=== Data records ===
>> begin

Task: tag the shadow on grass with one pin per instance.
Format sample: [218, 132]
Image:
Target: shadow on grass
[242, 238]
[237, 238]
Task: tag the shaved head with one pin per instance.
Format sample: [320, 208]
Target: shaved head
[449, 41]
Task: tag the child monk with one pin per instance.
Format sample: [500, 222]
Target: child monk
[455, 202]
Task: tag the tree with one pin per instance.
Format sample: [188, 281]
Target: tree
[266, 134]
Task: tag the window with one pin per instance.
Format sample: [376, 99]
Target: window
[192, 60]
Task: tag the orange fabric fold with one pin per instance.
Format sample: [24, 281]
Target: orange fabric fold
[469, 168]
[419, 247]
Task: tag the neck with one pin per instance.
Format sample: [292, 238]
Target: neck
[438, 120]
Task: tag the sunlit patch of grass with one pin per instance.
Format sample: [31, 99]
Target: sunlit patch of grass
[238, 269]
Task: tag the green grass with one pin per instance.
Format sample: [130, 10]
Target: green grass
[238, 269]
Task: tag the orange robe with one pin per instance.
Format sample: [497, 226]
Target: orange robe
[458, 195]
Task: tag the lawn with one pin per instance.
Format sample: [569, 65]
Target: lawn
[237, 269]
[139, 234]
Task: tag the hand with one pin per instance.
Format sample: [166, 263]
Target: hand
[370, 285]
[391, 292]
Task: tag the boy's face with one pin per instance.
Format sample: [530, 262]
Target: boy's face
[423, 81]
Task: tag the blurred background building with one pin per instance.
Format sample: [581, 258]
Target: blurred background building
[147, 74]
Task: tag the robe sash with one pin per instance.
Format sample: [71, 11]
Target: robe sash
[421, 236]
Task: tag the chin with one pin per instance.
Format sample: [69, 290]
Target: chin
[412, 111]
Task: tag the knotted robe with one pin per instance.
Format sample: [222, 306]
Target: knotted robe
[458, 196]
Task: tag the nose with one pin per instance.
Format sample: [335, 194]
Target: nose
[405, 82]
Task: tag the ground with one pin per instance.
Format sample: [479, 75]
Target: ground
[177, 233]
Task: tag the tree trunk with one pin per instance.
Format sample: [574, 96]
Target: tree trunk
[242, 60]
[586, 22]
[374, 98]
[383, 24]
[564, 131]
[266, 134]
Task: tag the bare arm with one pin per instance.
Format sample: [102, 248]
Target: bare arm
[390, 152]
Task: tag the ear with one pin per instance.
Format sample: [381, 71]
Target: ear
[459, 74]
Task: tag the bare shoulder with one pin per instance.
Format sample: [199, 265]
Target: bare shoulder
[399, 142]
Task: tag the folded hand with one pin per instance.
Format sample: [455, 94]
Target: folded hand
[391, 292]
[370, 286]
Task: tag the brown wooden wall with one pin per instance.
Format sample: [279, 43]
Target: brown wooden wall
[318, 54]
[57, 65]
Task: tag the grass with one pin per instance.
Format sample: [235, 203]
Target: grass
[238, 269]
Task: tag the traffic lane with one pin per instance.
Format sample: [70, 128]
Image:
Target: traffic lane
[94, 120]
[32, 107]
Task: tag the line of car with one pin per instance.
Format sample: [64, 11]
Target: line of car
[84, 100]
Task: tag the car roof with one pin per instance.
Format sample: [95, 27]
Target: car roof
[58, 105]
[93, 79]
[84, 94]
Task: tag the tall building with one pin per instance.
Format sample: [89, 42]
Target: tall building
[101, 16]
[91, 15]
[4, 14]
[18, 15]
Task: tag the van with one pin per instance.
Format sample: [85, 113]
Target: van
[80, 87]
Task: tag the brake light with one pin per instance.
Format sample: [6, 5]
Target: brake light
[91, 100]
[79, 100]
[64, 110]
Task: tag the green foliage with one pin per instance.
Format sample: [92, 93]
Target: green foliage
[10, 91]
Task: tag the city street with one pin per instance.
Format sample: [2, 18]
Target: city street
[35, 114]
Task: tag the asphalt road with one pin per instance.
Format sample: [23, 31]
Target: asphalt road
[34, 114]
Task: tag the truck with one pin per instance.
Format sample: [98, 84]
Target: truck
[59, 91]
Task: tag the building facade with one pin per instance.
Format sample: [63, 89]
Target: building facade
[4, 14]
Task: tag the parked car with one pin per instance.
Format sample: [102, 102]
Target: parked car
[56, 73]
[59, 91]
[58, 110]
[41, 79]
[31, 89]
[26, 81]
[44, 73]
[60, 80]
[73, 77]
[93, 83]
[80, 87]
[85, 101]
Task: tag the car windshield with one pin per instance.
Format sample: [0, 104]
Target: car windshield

>> end

=== Directive ===
Give the lines from the one containing "Task: tag the car roof" through the end of the entries again, exactly as written and with no other lines.

=== The reply ===
Task: tag the car roof with one pin per instance.
Format sample: [95, 27]
Target: car roof
[58, 105]
[93, 79]
[84, 94]
Task: tag the tall building with one pin per instance.
Format sample: [89, 42]
Target: tall building
[101, 16]
[91, 15]
[4, 14]
[18, 15]
Task: tag the van with one pin per instance.
Format sample: [85, 113]
Target: van
[80, 87]
Task: tag the brake light with one pin per instance.
Format sample: [6, 5]
Target: brake light
[91, 100]
[79, 100]
[64, 110]
Task: tag the green foliage with one pin per instance.
Format sample: [92, 93]
Target: green foliage
[10, 91]
Task: tag the city street with one pin per instance.
Format sample: [2, 18]
Target: city street
[35, 114]
Task: tag the asphalt road with one pin per instance.
Format sample: [23, 31]
Target: asphalt road
[34, 114]
Task: tag the truck with one pin per instance.
Format sample: [98, 84]
Target: truck
[59, 91]
Task: tag the building facade with one pin per instance.
Format sample: [63, 89]
Target: building facade
[4, 14]
Task: tag the parked car with one pin per instance.
Format sample: [102, 102]
Target: parked car
[56, 73]
[59, 91]
[58, 110]
[41, 79]
[31, 89]
[26, 81]
[44, 73]
[60, 80]
[73, 77]
[93, 83]
[80, 87]
[85, 101]
Task: tag the car windshield with one pin per instance.
Format sample: [0, 104]
Target: car windshield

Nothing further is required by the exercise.